* About this task: Once the line with "Target: dark metal framework" is found, return it along with every line after it, exactly, through the end of the material.

* Dataset records:
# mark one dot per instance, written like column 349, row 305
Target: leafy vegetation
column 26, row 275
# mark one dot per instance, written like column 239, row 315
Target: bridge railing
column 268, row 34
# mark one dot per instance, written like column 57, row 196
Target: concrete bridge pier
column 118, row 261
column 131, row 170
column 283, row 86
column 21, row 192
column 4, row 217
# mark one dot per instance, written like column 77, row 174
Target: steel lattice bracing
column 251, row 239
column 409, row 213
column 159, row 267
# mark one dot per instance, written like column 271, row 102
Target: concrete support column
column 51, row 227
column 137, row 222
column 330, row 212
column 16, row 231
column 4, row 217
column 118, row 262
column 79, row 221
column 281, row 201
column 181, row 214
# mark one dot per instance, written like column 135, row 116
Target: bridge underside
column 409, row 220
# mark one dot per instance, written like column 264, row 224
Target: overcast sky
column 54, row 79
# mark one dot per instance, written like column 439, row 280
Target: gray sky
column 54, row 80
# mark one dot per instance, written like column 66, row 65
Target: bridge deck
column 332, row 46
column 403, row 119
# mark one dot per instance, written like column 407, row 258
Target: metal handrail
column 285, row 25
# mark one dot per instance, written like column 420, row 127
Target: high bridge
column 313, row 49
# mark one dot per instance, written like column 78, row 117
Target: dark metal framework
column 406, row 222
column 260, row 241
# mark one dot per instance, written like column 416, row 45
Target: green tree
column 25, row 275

* Written response:
Target: dark metal framework
column 406, row 222
column 260, row 241
# mark one dot per instance, written like column 416, row 45
Target: green tree
column 25, row 275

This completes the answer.